Compito assegnato 1 =
Rispondi alle domande seguenti sul brano dedicato all'agenda paneuropea.
(a) Quale pensatore evoca Fassina per sostenere la priorità del livello nazionale?
(b) A che scopo era stata sviluppata la «categoria nazionale-popolare»?
(c) Secondo DiEM25, a quali livelli dovrebbe avvenire la ribellione europea?
Compito assegnato 2 = Trascrivi fedelmente il passo del brano dedicato all'agenda paneuropea, partendo da "Nello stesso spirito" e arrivando fino a "Regno unito, ovunque.".

Estratto della fonte =
================

Un’agenda paneuropea
Per
sostenere la priorità che accorda al livello nazionale, Fassina evoca
Antonio Gramsci e la sua «categoria nazionale-popolare», allora
sviluppata per dare radici popolari e capacità egemonica al Partito
comunista italiano. Gramsci voleva in realtà spiegare che per progredire
a livello internazionale occorreva un movimento progressista a livello
locale e nazionale. Non era nelle sue intenzioni privilegiare il livello
nazionale rispetto a quello transnazionale e sostenere che le
istituzioni democratiche transnazionali fossero indifendibili e/o
indesiderabili.
Nello stesso spirito gramsciano, DiEM25 insiste
sul fatto che la nostra ribellione europea dovrebbe avvenire a ogni
livello: città, regioni, capitali nazionali e Bruxelles, a parità di
priorità. Solo una rete paneuropea di città ribelli, prefetture ribelli,
governi ribelli, un movimento progressista può diventare egemone in
Italia, Grecia, Regno unito, ovunque.

================

Record estratti =
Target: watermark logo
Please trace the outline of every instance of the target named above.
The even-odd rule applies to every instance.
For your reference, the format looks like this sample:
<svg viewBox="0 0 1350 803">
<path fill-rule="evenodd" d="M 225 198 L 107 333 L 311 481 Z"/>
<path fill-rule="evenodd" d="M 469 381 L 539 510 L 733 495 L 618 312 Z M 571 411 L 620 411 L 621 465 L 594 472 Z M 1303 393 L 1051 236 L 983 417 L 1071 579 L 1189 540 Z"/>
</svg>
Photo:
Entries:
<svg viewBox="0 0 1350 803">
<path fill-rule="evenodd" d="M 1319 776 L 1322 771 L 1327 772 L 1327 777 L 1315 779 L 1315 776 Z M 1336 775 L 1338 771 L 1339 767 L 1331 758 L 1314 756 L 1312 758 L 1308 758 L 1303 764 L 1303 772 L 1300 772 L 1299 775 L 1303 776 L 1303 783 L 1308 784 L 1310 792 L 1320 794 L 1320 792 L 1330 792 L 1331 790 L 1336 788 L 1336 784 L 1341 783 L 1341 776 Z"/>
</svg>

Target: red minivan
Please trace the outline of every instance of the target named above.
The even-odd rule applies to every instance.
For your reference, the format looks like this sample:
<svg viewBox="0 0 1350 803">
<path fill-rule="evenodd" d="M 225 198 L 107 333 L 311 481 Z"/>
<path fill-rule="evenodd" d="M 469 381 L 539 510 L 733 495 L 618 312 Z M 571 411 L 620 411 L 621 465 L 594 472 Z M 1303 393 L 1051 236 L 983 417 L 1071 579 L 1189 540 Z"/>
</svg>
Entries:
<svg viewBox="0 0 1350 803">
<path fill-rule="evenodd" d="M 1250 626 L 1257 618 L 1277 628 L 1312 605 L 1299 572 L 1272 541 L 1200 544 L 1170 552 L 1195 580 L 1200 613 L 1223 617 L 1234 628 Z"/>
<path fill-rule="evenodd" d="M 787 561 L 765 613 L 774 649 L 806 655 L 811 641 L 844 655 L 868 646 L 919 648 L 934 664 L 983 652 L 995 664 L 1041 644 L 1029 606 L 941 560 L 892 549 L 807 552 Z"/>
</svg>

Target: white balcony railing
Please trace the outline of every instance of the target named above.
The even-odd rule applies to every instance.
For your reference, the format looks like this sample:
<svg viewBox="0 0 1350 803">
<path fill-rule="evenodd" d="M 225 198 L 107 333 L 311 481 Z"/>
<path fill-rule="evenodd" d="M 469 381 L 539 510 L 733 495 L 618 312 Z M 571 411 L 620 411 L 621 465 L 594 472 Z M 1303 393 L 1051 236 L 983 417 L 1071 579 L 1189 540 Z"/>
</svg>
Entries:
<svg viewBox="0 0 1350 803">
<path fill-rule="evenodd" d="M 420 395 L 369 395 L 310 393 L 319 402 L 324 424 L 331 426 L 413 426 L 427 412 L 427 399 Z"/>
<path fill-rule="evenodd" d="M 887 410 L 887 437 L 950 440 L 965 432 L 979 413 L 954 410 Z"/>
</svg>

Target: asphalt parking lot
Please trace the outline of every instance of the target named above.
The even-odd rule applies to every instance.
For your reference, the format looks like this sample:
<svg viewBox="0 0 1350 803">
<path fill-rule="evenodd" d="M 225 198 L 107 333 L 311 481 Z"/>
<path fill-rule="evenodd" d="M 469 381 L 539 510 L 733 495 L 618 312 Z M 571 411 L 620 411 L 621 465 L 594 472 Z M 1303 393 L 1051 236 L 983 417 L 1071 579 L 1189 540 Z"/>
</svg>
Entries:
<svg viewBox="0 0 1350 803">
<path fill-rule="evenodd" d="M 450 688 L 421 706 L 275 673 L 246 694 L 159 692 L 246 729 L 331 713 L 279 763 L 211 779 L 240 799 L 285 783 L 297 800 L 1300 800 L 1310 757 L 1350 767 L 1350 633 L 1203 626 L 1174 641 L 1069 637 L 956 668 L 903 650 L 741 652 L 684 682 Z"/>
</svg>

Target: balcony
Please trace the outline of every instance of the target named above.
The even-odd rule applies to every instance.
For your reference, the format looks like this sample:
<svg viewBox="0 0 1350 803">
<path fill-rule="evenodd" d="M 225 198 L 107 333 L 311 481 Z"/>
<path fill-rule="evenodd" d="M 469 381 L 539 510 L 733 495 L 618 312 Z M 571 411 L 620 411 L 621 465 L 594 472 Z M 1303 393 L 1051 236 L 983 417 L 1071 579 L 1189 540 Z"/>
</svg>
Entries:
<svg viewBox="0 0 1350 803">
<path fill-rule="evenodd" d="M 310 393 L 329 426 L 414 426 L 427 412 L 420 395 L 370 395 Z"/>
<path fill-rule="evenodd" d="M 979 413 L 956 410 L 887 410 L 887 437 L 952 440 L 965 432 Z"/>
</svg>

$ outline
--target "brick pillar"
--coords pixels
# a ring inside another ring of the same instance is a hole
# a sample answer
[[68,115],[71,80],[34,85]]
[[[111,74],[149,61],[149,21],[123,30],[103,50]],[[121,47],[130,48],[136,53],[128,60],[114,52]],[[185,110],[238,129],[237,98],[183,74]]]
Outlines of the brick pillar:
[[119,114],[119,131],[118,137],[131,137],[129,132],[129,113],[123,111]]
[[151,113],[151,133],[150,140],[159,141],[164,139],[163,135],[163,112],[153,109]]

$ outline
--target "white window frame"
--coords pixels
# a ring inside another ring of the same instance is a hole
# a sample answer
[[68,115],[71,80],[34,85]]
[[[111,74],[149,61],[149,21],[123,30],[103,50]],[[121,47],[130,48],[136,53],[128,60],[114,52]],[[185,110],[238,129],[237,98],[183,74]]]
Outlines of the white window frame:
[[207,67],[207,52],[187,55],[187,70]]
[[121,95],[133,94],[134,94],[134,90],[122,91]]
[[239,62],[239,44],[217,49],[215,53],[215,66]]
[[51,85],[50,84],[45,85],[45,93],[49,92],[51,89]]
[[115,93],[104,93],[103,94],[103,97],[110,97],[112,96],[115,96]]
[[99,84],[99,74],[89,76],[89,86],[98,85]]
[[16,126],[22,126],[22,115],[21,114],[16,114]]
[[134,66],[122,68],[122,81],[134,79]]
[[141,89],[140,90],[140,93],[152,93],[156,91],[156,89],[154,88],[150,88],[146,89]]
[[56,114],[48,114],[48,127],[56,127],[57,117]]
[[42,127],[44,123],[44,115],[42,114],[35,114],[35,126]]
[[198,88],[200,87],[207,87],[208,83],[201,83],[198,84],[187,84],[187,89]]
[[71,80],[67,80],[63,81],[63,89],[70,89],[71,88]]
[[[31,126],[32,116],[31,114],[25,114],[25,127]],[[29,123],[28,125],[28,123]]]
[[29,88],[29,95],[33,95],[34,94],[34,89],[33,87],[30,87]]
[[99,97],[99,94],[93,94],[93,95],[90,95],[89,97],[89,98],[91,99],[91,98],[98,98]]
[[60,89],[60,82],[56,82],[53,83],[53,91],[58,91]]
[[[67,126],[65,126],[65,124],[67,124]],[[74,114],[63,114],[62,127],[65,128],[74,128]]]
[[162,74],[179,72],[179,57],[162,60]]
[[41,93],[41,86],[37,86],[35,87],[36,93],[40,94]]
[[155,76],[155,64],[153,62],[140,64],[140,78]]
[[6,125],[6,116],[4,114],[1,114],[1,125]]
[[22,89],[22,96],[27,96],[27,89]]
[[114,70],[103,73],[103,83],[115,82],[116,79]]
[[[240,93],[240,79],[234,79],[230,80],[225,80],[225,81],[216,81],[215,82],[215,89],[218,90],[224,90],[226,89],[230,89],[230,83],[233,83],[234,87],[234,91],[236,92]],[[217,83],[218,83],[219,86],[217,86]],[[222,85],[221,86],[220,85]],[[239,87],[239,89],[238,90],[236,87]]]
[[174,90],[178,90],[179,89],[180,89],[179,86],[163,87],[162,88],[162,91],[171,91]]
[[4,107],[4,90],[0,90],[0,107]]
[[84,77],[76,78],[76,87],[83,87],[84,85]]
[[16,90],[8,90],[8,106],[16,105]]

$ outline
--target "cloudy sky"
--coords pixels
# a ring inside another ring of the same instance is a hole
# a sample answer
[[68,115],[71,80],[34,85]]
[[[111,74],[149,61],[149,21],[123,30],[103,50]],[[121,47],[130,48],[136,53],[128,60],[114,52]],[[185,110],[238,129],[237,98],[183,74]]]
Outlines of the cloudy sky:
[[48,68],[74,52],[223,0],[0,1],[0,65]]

================

Risposta completa 1 =
(a) Fassina evoca Antonio Gramsci.
(b) Era stata sviluppata per dare radici popolari e capacità egemonica al Partito comunista italiano.
(c) Dovrebbe avvenire a ogni livello: città, regioni, capitali nazionali e Bruxelles, a parità di priorità.

Risposta completa 2 =
Nello stesso spirito gramsciano, DiEM25 insiste
sul fatto che la nostra ribellione europea dovrebbe avvenire a ogni
livello: città, regioni, capitali nazionali e Bruxelles, a parità di
priorità. Solo una rete paneuropea di città ribelli, prefetture ribelli,
governi ribelli, un movimento progressista può diventare egemone in
Italia, Grecia, Regno unito, ovunque.